#### Problems and tasks
1/ Transcribe the part of the blog entry about Patty's PICC line that opens with the words containing "It turns out" and closes with "is pretty sore.".
2/ Pick up the blog entry about Patty's PICC line after its last sentence and keep writing it.

Tuesday, October 24, 2006

PICC...and choose?

Hi everyone:

Today, Patty went to Central DuPage Hospital to have her PICC line replaced. This is the IV line through which Patty receives the essential drug milrinone. Under normal circumstances, this is a simple 15- to 30-minute procedure. Of course, Patty is about everything but normal, so the process took more than an hour, which of course made me fret and pace. When Patty arrived back in the room, looking perky and healthy, I remember feeling surprised -- even though the procedure was no great event, at least in the scheme of things.

It turns out that the PICC replacement was hindered by the fact the vein in which the line was situated had stenosed greatly (that is, scar tissue had formed around the old line.) Based on the research I could find online, this occurs in only seven percent of people in whom PICC lines are implanted. Am I the only one who thinks Patty would have had this problem even if it was against 1-in-1,000 odds? Ultimately, though, she came through the process with no major problems, although her arm is pretty sore.

We had a conversation with one member of the heart transplant team today about Patty's future, and this time around it sounded much like a friend position being presented than an official stance. We are hoping to hear more soon from one or more of Patty's cardiologists. We think doctors are starting to more seriously consider the impact lupus may be having on Patty's condition. Part of the next phase of the necessarily ever-shifting plan is to involve the rheumatology team in a more meaningful way in understanding what role lupus might be playing in making everything all the more a nightmare.

#### Raw data

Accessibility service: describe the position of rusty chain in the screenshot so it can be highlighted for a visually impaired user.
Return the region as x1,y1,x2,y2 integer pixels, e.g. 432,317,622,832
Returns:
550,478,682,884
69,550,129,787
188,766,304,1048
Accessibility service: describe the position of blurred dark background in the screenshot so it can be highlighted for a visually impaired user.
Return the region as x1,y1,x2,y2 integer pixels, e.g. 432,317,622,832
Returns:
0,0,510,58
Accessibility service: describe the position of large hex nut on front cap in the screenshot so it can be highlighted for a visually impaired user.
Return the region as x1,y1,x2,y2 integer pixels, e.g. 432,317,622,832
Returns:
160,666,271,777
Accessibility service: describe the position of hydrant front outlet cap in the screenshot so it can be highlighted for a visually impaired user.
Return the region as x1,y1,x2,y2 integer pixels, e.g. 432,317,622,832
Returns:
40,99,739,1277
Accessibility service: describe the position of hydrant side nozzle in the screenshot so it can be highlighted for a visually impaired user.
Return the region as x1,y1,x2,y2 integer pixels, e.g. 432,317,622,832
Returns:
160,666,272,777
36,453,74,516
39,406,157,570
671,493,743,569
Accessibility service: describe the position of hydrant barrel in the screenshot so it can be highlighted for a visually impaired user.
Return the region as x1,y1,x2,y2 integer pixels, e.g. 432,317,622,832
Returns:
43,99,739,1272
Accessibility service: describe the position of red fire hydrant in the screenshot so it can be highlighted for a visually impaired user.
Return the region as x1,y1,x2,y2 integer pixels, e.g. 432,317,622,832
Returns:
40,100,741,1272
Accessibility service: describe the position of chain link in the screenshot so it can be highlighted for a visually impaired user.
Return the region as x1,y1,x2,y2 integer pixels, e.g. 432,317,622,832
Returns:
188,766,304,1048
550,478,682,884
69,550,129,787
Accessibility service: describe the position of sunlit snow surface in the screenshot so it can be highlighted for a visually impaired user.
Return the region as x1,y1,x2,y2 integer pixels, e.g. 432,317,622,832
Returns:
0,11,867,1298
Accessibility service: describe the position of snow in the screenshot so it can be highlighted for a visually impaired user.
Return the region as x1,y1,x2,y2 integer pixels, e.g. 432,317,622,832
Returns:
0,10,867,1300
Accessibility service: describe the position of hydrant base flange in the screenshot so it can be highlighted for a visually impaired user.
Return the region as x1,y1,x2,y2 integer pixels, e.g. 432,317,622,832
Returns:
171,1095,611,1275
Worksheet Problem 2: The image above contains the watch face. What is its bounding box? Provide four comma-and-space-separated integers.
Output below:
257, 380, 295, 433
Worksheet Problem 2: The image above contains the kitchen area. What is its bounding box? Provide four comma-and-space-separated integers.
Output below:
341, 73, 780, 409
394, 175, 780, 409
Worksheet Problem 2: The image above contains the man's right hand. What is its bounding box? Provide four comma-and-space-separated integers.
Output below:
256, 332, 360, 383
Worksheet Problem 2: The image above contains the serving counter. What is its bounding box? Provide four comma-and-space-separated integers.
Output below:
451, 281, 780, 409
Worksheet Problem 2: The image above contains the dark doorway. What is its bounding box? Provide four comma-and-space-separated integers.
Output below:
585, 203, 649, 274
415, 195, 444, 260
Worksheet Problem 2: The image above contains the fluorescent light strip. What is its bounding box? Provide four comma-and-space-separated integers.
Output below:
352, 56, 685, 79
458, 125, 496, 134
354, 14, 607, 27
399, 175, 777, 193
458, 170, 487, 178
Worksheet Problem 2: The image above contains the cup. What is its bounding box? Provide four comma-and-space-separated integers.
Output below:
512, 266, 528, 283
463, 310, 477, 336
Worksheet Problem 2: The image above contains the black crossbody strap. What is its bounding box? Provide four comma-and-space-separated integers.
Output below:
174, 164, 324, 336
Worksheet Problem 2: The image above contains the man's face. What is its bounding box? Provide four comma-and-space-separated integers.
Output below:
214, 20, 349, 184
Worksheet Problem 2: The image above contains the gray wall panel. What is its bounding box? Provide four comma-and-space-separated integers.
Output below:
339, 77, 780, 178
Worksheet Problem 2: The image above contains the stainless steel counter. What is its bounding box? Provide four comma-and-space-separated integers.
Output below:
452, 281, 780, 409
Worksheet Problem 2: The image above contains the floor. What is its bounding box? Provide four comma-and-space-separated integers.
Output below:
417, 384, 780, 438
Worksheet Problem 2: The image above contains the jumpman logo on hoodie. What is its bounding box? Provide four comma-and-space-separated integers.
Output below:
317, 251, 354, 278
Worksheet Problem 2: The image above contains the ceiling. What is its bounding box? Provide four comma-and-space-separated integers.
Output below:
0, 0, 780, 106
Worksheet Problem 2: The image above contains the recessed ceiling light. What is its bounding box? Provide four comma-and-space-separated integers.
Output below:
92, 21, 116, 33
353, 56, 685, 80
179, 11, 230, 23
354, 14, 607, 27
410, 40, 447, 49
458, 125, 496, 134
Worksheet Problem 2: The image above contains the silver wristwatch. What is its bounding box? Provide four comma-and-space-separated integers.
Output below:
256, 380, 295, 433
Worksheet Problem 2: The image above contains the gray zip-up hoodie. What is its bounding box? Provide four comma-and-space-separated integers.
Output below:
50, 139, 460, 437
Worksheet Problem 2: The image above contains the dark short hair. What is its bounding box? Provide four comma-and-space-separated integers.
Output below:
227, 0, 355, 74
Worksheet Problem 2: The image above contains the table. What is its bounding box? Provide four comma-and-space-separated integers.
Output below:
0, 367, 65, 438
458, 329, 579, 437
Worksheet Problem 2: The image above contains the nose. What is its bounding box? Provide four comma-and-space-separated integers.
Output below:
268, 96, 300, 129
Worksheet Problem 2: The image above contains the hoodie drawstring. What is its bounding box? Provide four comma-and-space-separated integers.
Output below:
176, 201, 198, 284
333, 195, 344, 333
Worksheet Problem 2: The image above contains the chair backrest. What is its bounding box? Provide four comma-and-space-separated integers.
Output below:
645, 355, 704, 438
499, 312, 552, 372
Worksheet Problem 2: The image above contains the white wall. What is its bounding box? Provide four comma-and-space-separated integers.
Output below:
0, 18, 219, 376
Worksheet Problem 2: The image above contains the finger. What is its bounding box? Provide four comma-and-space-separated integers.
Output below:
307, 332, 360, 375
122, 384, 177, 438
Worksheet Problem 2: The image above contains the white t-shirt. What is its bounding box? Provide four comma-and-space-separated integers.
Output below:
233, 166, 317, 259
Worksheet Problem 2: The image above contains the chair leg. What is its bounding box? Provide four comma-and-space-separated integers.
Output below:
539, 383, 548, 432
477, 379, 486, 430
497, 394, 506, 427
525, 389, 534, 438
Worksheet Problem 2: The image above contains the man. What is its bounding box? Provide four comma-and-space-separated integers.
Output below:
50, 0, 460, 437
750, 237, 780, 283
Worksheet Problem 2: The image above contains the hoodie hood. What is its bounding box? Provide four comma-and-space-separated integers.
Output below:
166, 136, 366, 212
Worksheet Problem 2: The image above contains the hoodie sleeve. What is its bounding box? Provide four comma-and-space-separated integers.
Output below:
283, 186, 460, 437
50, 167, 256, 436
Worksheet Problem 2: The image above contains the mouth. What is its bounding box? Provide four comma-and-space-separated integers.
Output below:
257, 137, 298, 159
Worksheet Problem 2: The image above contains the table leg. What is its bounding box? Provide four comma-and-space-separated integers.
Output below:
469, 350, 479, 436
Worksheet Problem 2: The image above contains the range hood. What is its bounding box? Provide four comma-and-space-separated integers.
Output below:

#### Answers by item number
1/
It turns out that the PICC replacement was hindered by the fact the vein in which the line was situated had stenosed greatly (that is, scar tissue had formed around the old line.) Based on the research I could find online, this occurs in only seven percent of people in whom PICC lines are implanted. Am I the only one who thinks Patty would have had this problem even if it was against 1-in-1,000 odds? Ultimately, though, she came through the process with no major problems, although her arm is pretty sore.

2/
Doctors are also considering more extreme interventions to attempt to reduce Patty's antibodies -- including total body irradiation and administration of a more potent chemotherapy drug (retuximab.) Of course, as much as I keep wanting to find any new reasons for optimism, all of these things make me worry even more about Patty's day-to-day ability to cope. I keep shaking my head that every situation seems to be more complicated than the norm, and keep hoping I'll never fail Patty when she needs me to be strong.

The person with whom we spoke today recognized our worries about Patty's quality of life, and said she understood why we might be wanting to challenge doctors about how far we can go with these interventions. As we shared with her, we don't want to be fatalistic, but we also don't want to be, in the words of one of Patty's doctors, "stupidly optimistic." In case you hadn't noticed, I'm in one of those glass half empty moods tonight, although I had a chat with Neil as I was working on this and that put me back on the road toward laughing-at-adversity mode on Patty's behalf.

Tomorrow, we'll strive for a more sunny disposition.